**BRIEF**
Please reproduce the records that follow with every occurrence of "clicks" replaced by "points", leaving everything else as is. Omit the pictures from your answer.

[Opening DATASET RECORDS section]

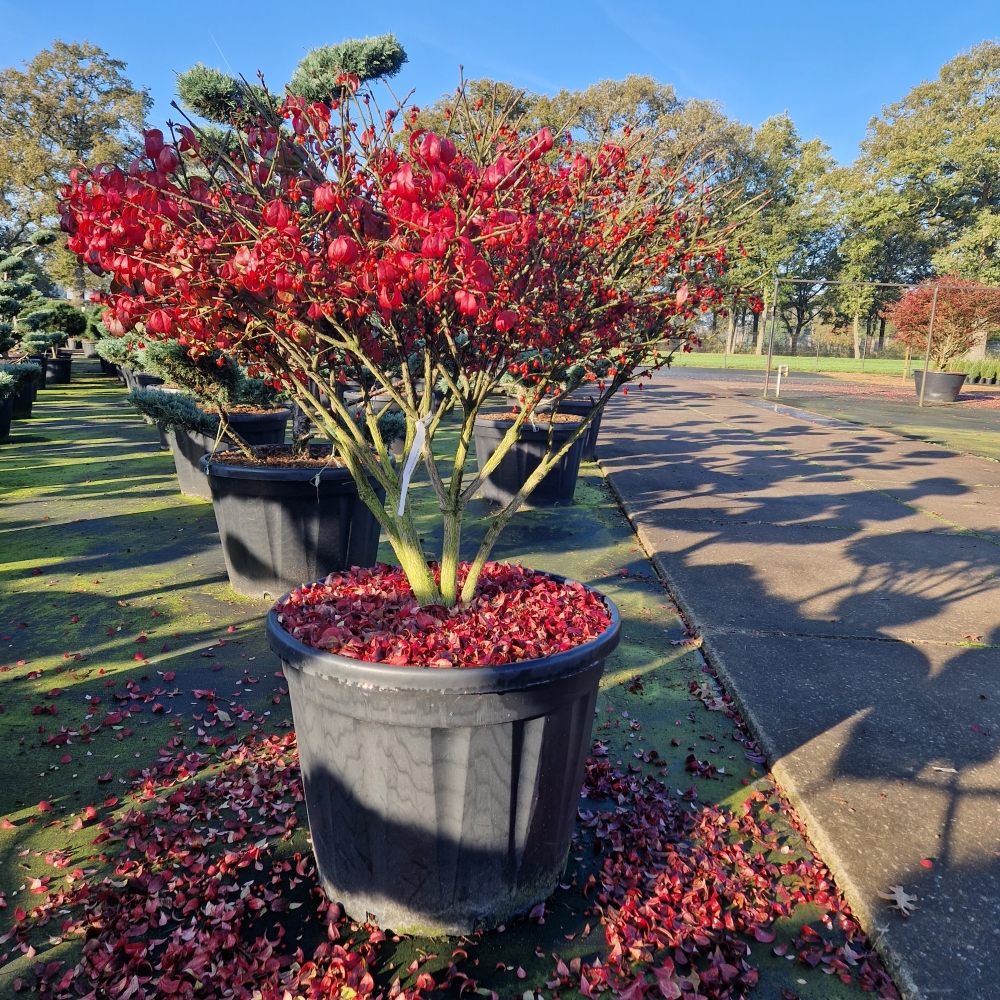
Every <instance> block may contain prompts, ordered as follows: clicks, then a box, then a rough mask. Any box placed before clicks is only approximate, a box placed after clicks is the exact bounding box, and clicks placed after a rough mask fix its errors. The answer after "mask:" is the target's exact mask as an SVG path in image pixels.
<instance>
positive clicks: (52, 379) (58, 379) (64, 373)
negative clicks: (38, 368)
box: [42, 355, 73, 385]
mask: <svg viewBox="0 0 1000 1000" xmlns="http://www.w3.org/2000/svg"><path fill="white" fill-rule="evenodd" d="M43 363H44V367H43V368H42V371H44V372H45V384H46V385H68V384H69V382H70V379H71V378H72V375H73V359H72V355H71V356H70V357H68V358H45V359H44V362H43Z"/></svg>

[Closing DATASET RECORDS section]

**RESULT OF THIS EXERCISE**
Every <instance> block may contain prompts, ordered as follows: points, then a box, then a rough mask. Any box placed before points is only approximate, a box placed after points is the exact bounding box, and points placed after a rough mask fix its errors. The answer after "mask:" is the target's exact mask as an SVG path in image pixels.
<instance>
positive points: (52, 379) (58, 379) (64, 373)
negative points: (38, 368)
box: [42, 355, 73, 385]
mask: <svg viewBox="0 0 1000 1000" xmlns="http://www.w3.org/2000/svg"><path fill="white" fill-rule="evenodd" d="M43 363H44V367H43V368H42V371H44V372H45V384H46V385H68V384H69V382H70V379H71V378H72V375H73V359H72V355H71V356H70V357H68V358H45V359H44V362H43Z"/></svg>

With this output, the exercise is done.